Provided text.

Author: Ron Vitale
Title: Cinderella’s
Secret Diary: Lost
Series: Cinderella’s
Secret Diary(#1)
ISBN: 2940013032026
Publisher: Ron Vitale
(2011)
Disclaimer: Copy
received for review purposes.
My rating: 2 of 5
stars
“What happened to Cinderella after she married the Prince? Set in the late 1700s as Napoleon is rising to power, Cinderella embarks on a journey of self-discovery as she tries to come to terms with her failed marriage and her inability to have a child. Torn between the Queen's insistence that she try all means necessary to conceive and her own desires, she agrees to travel to Paris to consult with a witch to help her become pregnant. Her journey leads her to find her long lost Fairy Godmother and aids her to solve the mystery behind her mother's death. Yet the Fey Lord, the Silver Fox, also takes notice in her and her world is suddenly turned upside down...” GoodReads’ blurb
When I was approached
about the chance to review a what-if follow up to the Cinderella fairy tale, I
pretty much jumped like a kid who’s been given a ton of candy. Unfortunately, I
found a number of issues that prevented this title from living up to my
expectations.
The story is a secret
diary in its purest sense: it has dated entries, and through them Cinderella
tries to reach her Fairy Godmother. The language was cared for and so
Cinderella writes in a way reminiscent of the historical period it has been assigned
to: Napoleonic wars. That was a nice touch.
About the storyline
itself, I think it can be divided in two parts: a first part, where Cinderella
is trying to reach her Fairy Godmother to escape her marriage, which turned out
to be a mistake, and a second part wherein she manages to escape and find her
Godmother – who is not who we are led to believe. The first part was more or
less enjoyable, a story about a naive girl who learns to open her eyes and
gather the courage to run off after a dream.
However, the second
pretty much ruined the book for me. There are witches, which I can understand.
There’s a strange connection between the real identity of the Fairy Godmother
and the spirits of the Apocalypse, which I can’t wrap my head about. In the
end, Cinderella solves her identity crisis and wins against her Fairy
Godmother, which solves the conflict and leaves me wondering more than ever
about the need for references of a spirit of War or of Napoleon hooking up with
Clopatra in Egypt.
The second half also
shifts the conflict from Cinderella, the Queen and the Prince (the characters I
care about, and my favorite ones –the Queen rocks, actually-) to Cinderella,
her dead mother and her old lover, a witch she abandoned at some point before
Cinderella herself was born. I hope you understand why it threw me so
completely off the hook.

Entries from a pointing dataset
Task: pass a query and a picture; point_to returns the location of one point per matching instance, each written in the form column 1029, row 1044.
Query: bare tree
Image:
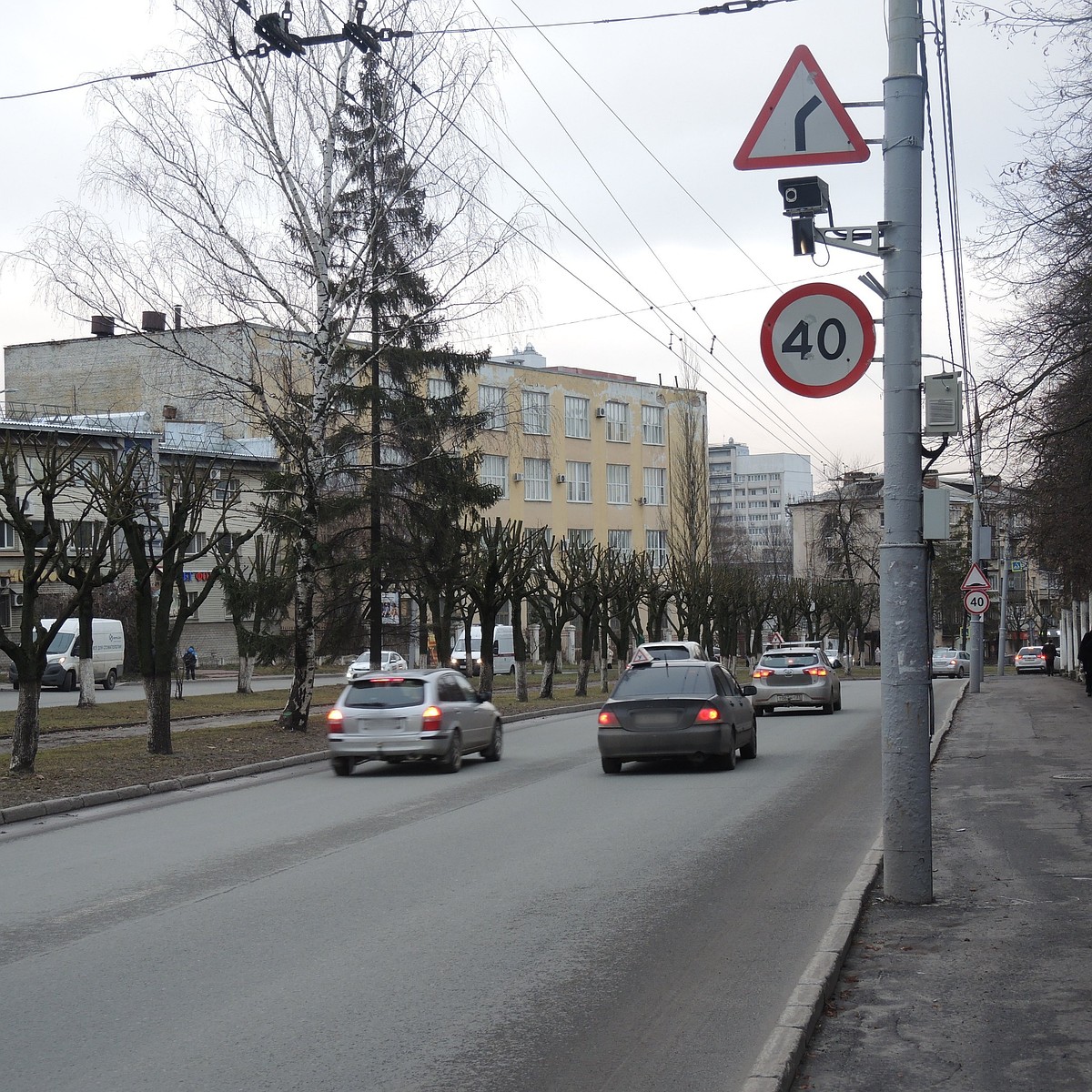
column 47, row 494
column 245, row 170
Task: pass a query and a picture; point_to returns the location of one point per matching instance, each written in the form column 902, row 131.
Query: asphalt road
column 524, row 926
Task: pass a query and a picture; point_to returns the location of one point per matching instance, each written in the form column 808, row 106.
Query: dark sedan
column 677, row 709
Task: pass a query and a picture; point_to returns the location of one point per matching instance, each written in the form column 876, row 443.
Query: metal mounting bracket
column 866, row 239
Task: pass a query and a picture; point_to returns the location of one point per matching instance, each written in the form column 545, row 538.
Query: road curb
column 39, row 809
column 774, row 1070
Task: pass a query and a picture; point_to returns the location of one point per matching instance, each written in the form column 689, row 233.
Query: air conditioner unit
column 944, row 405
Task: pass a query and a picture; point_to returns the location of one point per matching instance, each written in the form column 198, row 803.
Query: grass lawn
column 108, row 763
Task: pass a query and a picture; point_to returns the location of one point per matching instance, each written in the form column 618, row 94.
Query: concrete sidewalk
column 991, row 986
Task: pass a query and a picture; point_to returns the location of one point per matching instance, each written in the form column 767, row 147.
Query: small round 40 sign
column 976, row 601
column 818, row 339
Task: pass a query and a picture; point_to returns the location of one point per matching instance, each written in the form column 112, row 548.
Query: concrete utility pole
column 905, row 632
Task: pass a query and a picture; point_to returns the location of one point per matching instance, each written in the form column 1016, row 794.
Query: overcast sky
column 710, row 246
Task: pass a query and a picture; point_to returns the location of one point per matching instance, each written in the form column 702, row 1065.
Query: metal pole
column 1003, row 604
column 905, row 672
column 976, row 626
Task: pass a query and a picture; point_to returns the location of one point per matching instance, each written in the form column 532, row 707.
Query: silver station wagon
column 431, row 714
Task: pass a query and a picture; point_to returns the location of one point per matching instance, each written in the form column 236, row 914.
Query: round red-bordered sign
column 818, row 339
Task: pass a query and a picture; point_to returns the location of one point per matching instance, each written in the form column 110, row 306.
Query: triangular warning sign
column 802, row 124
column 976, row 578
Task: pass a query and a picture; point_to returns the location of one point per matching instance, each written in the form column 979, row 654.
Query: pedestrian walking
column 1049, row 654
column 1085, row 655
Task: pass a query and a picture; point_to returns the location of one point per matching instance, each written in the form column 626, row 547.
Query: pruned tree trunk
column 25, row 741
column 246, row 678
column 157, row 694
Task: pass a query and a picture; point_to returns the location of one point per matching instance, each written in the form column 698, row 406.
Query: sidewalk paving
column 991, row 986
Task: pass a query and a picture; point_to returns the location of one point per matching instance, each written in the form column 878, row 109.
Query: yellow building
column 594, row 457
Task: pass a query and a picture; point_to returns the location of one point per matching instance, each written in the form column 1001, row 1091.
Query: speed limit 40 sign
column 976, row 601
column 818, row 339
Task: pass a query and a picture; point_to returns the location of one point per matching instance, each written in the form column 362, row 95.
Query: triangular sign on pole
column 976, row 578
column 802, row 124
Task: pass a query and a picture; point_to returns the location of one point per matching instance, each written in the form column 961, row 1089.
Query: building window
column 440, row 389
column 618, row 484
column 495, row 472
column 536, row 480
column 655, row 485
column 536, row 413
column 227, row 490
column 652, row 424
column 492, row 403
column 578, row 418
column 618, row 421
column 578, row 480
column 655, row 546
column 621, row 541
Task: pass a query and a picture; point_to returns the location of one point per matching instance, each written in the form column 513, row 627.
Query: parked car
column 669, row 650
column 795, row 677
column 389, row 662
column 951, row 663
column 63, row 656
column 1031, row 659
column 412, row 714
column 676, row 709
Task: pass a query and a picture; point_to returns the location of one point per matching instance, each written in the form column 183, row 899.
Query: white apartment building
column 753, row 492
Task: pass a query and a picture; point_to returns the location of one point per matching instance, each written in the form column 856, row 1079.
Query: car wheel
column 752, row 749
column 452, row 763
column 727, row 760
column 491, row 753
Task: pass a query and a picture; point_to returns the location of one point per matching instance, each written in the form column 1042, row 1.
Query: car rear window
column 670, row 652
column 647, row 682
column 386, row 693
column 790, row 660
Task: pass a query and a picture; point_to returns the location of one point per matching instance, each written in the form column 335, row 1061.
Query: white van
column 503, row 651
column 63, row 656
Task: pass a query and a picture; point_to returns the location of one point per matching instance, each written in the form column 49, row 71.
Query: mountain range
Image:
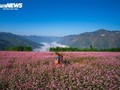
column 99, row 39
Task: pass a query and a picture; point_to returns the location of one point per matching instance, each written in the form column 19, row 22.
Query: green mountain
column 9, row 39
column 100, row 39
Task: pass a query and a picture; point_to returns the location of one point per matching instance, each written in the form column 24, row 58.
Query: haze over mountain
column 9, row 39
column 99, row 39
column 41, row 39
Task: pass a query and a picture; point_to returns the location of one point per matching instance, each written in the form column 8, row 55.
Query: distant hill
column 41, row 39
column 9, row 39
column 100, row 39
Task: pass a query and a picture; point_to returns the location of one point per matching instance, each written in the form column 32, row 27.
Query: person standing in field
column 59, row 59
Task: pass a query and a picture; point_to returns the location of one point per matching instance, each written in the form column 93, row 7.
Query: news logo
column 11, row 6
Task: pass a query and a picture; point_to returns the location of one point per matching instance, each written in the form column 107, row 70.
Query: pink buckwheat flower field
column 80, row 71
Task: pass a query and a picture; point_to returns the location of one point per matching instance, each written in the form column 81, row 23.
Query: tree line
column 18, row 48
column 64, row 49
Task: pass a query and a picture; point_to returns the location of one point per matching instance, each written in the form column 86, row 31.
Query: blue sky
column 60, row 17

Tasks to perform.
a – Can you reproduce the book review word for word, starting at "However, the second" and ending at "off the hook."?
b – According to the book review, which historical period does Cinderella's way of writing recall?
c – Can you pick up the book review about the Cinderella sequel right after its last sentence and keep writing it?
These entries are separate material and have nothing to do with the book review.

The replies.
a –
However, the second
pretty much ruined the book for me. There are witches, which I can understand.
There’s a strange connection between the real identity of the Fairy Godmother
and the spirits of the Apocalypse, which I can’t wrap my head about. In the
end, Cinderella solves her identity crisis and wins against her Fairy
Godmother, which solves the conflict and leaves me wondering more than ever
about the need for references of a spirit of War or of Napoleon hooking up with
Clopatra in Egypt.
The second half also
shifts the conflict from Cinderella, the Queen and the Prince (the characters I
care about, and my favorite ones –the Queen rocks, actually-) to Cinderella,
her dead mother and her old lover, a witch she abandoned at some point before
Cinderella herself was born. I hope you understand why it threw me so
completely off the hook.

b – The Napoleonic wars.

c –
Beyond the story not
being what I hoped for, though, my major complains are repetition and a problem
of coherence:
We’re reading
diaries, yes, but that doesn’t mean that they should read as if they were real
diaries – you know, those entries where you write what comes to mind, repeat the
same idea in different ways, and let your train of thought wander off as it
will. It’s like dialogue: you want it to sound real, but you never write down
the silences, stuttering, or ‘y’knows’.
The coherence issue
became apparent when the Prince was described as cleanly shaved and as sporting
a couple of days’ worth of scruff in the same paragraph. I didn’t take notes,
but another example that comes to mind is the glass slippers that get stuck in
Cinderella’s feet because of a spell towards the end, then she’s barefoot, then
they’re back.
The moral behind this
novel is the one thing that is clear: how Cinderella must stand up for who she
is, without looking for support in the way of love. To convey this message,
Cinderella had to start as a very naive, whiny and dependant woman, I
understand that much, but I have to admit that understanding didn’t prevent me
from finding her too weak, and too slow to smart up. How did she survive living
under her stepmother and her stepsisters? How could she learn nothing from
their machinations? How could she go through such period without finding some
core of inner strength?
In any case, while
the message itself about standing up for oneself as a woman is clear, I’m not
sure I like the hint that such strength can be found only by standing alone – I’d
have loved it if, instead, she had found a balanced, healthy, but oh, well. That’d
be a different story, I guess.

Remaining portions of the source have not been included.